> **Document text**:
####

Working in Alzheimer’s disease research: Amanda’s story

Staff at Oxford Health NHS Foundation Trust are recruiting people with mild Alzheimer’s disease for a study that looks into the reasons for the decline in the ability to function in social situations in people with the condition. The specific cause of why this happens is not currently understood.

Working in Alzheimer’s disease research: Amanda’s story

The Social Cognition and Functioning in Alzheimer’s Dementia study aims to recruit 207 participants with the condition, each with a study partner, a friend or a family member who can answer questions on the participant’s behalf.

Participants are being recruited from 10 NHS sites across England until June 2026.

Amanda Colston, Senior Research Nurse and Oxford Health Clinical Research Facility (CRF) Team Lead explains more about the study and shares her motivation for becoming a dementia research nurse.

What is this research study about?

People with Alzheimer’s dementia can find it difficult to socialise as they used to, and this can get worse as the disease progresses over time. As we don’t currently understand exactly why this happens we don’t have specific ways to help people with this problem.

####

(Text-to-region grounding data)
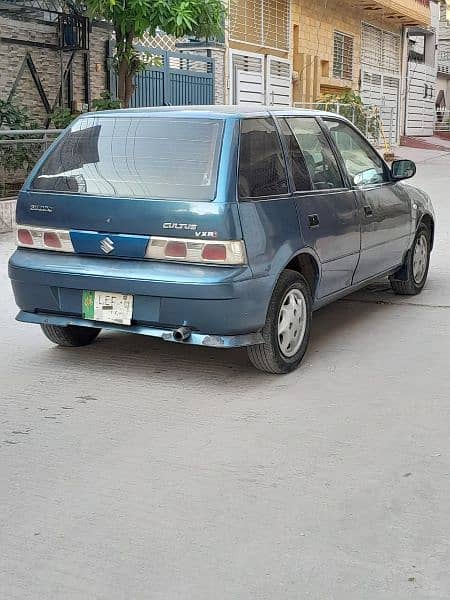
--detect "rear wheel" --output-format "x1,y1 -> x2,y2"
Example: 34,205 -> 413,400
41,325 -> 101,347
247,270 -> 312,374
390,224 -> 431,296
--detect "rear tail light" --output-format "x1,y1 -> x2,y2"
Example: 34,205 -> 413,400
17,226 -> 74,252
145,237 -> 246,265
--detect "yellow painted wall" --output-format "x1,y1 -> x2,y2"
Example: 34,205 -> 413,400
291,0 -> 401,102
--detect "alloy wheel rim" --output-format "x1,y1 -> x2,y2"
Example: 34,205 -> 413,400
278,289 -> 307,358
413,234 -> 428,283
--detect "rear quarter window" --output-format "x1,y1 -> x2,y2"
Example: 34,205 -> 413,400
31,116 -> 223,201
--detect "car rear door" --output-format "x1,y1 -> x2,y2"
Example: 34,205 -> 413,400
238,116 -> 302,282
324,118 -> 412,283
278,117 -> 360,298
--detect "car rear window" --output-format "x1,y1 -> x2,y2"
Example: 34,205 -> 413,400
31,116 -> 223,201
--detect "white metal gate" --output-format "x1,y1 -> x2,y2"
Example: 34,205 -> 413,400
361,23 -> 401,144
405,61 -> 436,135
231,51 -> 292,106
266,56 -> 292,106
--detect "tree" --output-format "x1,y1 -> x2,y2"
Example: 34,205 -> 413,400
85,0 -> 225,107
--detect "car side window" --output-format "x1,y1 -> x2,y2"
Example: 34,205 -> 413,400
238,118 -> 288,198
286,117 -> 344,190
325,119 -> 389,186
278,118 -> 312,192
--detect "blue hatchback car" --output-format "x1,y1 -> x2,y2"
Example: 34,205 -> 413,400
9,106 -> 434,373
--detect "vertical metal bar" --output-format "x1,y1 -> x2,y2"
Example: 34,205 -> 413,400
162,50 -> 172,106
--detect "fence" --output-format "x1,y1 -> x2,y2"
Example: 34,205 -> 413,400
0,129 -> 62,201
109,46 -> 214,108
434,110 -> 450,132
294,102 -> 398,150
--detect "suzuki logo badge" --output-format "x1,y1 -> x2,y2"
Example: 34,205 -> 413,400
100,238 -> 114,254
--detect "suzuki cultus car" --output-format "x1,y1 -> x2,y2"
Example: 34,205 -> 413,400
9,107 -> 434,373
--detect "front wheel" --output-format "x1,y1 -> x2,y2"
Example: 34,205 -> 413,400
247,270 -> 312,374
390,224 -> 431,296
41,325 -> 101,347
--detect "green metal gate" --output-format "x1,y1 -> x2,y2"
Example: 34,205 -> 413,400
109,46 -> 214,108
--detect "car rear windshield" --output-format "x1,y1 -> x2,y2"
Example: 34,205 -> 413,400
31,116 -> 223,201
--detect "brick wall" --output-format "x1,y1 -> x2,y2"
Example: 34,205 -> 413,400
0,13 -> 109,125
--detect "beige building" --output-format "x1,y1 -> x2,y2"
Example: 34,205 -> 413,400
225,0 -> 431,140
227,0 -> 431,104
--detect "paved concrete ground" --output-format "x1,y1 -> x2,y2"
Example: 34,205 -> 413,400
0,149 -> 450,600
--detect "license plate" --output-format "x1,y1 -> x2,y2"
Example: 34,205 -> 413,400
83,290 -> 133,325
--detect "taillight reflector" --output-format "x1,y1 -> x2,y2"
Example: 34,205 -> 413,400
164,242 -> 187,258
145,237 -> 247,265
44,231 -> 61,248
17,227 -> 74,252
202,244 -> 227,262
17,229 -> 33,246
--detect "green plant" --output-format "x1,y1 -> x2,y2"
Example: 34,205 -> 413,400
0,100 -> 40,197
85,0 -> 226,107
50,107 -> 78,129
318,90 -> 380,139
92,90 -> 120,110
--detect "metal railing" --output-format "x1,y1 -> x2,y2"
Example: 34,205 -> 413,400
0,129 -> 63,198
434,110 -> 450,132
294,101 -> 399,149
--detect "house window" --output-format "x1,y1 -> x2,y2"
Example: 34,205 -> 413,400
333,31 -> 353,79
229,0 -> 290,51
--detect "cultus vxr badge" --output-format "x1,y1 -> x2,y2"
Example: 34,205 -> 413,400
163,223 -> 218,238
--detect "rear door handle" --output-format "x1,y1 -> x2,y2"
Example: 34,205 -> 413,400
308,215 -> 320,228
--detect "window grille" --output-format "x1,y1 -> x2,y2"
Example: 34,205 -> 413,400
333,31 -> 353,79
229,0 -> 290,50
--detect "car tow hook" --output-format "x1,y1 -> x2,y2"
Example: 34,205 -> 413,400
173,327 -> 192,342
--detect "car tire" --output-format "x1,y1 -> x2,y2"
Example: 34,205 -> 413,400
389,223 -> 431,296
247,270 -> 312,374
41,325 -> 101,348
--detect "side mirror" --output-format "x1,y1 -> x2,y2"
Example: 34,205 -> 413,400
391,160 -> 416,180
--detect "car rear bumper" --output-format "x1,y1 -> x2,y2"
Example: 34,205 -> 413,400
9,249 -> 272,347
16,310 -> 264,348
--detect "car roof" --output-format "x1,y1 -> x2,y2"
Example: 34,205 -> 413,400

####

> **Work instruction**:
Can you copy out the full Alzheimer's research article word for word?

> **Reply to the task**:
Working in Alzheimer’s disease research: Amanda’s story

Staff at Oxford Health NHS Foundation Trust are recruiting people with mild Alzheimer’s disease for a study that looks into the reasons for the decline in the ability to function in social situations in people with the condition. The specific cause of why this happens is not currently understood.

Working in Alzheimer’s disease research: Amanda’s story

The Social Cognition and Functioning in Alzheimer’s Dementia study aims to recruit 207 participants with the condition, each with a study partner, a friend or a family member who can answer questions on the participant’s behalf.

Participants are being recruited from 10 NHS sites across England until June 2026.

Amanda Colston, Senior Research Nurse and Oxford Health Clinical Research Facility (CRF) Team Lead explains more about the study and shares her motivation for becoming a dementia research nurse.

What is this research study about?

People with Alzheimer’s dementia can find it difficult to socialise as they used to, and this can get worse as the disease progresses over time. As we don’t currently understand exactly why this happens we don’t have specific ways to help people with this problem.